**Exercise objective**
Reproduce everything in the records below from the line containing "form [(462, 51)]." down to the line containing "259), (411, 263)]", with both of those lines included and nothing changed.

**Material supplied**
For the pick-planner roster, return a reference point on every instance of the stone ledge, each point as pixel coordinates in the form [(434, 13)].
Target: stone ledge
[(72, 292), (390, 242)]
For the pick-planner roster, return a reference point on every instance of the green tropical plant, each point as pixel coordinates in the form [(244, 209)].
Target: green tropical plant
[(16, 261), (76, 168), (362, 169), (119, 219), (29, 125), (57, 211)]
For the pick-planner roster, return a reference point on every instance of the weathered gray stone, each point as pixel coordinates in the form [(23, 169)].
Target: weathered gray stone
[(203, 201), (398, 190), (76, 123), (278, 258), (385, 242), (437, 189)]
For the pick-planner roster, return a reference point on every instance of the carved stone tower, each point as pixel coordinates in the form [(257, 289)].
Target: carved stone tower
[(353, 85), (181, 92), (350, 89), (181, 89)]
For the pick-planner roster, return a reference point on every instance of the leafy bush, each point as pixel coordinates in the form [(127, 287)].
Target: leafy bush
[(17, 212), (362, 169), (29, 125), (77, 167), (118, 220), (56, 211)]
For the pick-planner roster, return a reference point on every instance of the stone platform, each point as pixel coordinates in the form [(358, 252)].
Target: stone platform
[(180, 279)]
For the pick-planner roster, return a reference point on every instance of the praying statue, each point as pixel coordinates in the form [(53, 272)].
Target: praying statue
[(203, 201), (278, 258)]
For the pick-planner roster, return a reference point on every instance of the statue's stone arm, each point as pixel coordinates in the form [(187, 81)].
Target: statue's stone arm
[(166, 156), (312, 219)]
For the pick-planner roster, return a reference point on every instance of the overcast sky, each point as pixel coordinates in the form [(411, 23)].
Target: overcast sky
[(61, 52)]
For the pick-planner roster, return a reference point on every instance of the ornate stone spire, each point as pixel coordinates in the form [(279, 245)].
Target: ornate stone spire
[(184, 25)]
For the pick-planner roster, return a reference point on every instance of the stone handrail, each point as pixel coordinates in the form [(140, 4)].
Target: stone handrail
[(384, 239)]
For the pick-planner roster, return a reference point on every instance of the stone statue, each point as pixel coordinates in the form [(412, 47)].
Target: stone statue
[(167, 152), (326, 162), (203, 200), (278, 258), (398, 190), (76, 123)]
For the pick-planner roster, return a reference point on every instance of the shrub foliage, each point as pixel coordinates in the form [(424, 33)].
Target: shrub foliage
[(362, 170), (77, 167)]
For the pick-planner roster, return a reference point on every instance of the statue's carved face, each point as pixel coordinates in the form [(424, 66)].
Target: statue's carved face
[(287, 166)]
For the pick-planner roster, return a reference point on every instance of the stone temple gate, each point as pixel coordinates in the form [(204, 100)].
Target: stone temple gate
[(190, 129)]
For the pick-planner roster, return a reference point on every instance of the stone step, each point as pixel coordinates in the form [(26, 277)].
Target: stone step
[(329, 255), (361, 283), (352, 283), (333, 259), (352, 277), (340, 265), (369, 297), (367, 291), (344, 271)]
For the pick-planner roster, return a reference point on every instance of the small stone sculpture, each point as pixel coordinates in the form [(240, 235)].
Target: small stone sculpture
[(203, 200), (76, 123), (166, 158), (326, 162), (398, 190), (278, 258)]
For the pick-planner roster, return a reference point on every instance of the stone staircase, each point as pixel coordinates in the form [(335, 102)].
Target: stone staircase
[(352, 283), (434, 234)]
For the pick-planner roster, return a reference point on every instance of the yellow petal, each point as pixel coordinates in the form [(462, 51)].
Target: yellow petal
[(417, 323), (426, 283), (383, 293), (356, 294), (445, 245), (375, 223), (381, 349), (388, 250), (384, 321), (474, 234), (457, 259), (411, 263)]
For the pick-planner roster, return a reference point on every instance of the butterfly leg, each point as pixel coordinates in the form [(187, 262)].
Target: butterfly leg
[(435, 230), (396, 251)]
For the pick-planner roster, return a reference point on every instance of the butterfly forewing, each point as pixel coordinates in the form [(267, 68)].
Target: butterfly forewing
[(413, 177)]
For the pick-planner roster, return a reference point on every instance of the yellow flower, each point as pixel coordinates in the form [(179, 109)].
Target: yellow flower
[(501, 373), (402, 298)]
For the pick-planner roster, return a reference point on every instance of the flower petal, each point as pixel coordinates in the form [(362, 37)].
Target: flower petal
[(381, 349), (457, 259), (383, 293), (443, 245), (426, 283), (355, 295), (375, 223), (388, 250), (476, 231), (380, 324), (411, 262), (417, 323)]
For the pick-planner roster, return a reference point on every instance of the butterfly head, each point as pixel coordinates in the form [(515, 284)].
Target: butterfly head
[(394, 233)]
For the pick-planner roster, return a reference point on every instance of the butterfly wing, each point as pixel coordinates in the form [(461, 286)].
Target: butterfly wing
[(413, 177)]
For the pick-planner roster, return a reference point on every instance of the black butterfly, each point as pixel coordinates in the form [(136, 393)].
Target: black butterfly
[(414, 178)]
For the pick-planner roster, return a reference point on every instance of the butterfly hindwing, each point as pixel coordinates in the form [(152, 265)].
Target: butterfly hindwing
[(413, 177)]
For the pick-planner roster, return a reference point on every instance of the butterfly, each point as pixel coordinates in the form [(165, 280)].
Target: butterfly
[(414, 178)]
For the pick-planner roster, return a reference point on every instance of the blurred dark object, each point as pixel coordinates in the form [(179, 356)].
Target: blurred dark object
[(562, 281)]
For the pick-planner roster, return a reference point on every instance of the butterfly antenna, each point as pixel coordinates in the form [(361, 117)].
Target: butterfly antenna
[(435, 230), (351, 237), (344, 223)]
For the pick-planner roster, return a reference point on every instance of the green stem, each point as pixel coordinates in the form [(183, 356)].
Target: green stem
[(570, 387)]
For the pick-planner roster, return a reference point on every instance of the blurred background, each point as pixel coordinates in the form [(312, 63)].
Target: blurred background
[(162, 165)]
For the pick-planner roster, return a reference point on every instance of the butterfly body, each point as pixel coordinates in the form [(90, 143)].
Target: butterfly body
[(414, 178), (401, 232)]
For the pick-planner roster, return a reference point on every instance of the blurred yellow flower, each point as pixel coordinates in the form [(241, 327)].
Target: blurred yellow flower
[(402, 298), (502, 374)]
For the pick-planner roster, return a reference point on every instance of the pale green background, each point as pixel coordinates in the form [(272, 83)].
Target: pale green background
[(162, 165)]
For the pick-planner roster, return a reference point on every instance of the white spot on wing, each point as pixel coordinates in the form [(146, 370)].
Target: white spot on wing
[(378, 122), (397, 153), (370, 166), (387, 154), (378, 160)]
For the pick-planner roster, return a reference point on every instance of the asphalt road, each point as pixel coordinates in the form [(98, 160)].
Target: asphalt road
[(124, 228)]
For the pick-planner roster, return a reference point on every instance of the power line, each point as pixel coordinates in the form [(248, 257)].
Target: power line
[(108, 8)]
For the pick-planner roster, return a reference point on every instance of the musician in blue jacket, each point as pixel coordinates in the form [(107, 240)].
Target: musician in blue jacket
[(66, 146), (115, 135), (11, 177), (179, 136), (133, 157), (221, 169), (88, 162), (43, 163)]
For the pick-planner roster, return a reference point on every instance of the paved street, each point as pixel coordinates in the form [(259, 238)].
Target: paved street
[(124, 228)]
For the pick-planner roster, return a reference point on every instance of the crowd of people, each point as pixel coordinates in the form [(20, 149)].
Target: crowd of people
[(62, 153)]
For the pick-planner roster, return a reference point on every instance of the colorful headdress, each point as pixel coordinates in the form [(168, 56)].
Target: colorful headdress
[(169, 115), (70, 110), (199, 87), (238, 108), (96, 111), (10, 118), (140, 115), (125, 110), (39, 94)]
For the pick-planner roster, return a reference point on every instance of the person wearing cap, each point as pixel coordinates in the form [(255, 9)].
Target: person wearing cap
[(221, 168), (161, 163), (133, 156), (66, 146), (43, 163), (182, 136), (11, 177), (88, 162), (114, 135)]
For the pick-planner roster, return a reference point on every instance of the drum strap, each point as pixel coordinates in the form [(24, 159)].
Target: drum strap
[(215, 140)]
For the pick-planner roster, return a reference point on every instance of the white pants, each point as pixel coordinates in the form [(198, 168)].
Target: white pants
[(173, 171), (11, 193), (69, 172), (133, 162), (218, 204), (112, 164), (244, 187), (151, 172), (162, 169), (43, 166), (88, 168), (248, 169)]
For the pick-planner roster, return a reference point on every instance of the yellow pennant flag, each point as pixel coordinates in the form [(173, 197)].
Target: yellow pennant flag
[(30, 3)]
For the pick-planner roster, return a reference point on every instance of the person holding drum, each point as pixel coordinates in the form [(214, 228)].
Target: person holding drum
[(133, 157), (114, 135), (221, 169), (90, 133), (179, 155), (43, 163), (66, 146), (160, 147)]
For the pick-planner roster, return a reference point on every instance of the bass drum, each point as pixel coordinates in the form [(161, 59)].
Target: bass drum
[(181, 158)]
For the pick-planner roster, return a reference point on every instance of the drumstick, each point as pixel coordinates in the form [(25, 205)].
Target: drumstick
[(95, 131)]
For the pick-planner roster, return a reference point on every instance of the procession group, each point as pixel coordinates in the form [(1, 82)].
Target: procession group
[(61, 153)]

**Answer to this task**
For the pick-planner roster, return a reference point on every instance of the yellow petal, each point as pixel coordinates in the form [(462, 51)].
Target: yellow petal
[(417, 323), (426, 283), (383, 293), (356, 294), (445, 245), (375, 223), (381, 349), (388, 250), (384, 321), (474, 234), (457, 259), (411, 263)]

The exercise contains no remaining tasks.